### PROBLEM TO SOLVE
In the text on protecting a family legacy, who was the successor when the Akubra family managed the inheritance of the family business?

### TEXT EXCERPT
Regardless of how strongly you assess the risk to your family, taking action will only strengthen your likelihood of a successful legacy. Here are five recommendations for mitigating the risk in your family:

  1. Carry out a number of legal safeguards, update your Will regularly, make adequate provision for family members and take the time to document your decisions clearly.
  2. We know there is a tendency to avoid talking about the money, but it is the single most effective way to ensure your Will is upheld.
  3. Use your family conversations to work through potential issues. The fewer unresolved issues there are, the less likely a legal challenge.
  4. For beneficiaries who have to transition or work together in a business context, focus on dynamics and governance structures. When the Akubra family were managing the inheritance of the family business, the successor Stephen Keir focused squarely on the relationship with his siblings. He noted that ‘we’re making sure that everyone’s open and honest and we all know what’s going on so we’re all on the same page – because once you lose any trust, you’re struggling from then on’[8]
  5. Bring the process forward. Give gifts while you are alive and share in the experience with your family.

### DATASET ENTRIES
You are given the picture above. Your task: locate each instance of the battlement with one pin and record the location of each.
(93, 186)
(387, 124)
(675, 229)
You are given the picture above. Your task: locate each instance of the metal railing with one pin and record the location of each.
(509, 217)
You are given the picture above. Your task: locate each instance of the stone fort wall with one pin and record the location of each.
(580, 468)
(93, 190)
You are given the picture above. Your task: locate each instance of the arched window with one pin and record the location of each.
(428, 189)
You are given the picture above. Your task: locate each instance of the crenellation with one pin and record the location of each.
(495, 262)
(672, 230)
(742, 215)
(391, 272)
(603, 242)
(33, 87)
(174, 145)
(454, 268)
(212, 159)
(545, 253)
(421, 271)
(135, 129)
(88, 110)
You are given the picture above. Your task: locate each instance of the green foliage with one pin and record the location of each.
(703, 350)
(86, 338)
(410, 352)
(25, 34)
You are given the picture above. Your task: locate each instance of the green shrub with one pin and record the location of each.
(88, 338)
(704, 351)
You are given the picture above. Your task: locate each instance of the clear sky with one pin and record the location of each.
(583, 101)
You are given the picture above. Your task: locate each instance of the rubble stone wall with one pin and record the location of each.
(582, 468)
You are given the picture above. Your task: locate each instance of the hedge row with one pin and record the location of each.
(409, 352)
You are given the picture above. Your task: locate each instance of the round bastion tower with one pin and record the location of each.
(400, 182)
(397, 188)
==
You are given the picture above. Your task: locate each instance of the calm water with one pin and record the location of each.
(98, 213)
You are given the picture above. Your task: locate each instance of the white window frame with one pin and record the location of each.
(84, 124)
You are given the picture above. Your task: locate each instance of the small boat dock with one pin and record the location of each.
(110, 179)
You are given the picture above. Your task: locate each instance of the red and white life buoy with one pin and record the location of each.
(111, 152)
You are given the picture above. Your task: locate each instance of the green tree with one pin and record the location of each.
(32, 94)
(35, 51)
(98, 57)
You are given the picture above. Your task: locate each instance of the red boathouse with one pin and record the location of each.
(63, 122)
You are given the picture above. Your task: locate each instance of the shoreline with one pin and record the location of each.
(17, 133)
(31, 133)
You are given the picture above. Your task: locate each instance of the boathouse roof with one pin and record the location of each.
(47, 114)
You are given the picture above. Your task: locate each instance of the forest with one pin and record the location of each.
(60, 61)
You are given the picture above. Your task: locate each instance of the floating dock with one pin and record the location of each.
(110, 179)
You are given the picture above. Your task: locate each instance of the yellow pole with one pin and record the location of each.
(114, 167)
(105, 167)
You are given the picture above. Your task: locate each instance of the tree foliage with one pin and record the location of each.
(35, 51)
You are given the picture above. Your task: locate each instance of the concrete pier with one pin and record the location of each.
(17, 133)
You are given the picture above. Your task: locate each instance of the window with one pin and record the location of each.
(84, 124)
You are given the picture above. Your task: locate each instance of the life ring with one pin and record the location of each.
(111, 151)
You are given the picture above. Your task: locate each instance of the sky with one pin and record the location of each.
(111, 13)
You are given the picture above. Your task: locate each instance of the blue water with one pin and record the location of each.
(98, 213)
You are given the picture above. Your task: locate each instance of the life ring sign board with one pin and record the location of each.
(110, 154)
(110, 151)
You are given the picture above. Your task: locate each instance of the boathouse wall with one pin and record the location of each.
...
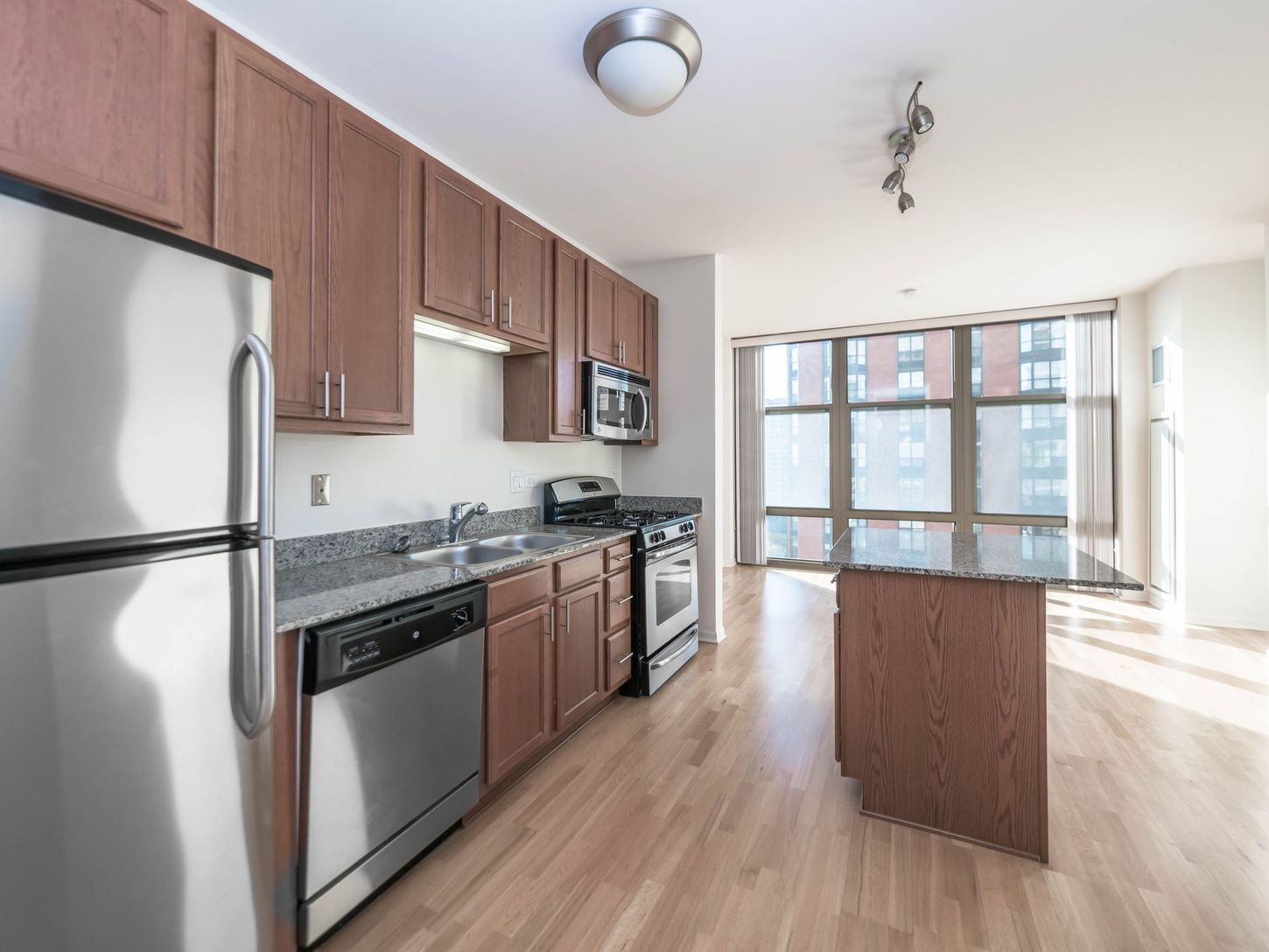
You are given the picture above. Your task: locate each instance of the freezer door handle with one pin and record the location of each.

### CORRECT ANSWER
Stephen Keir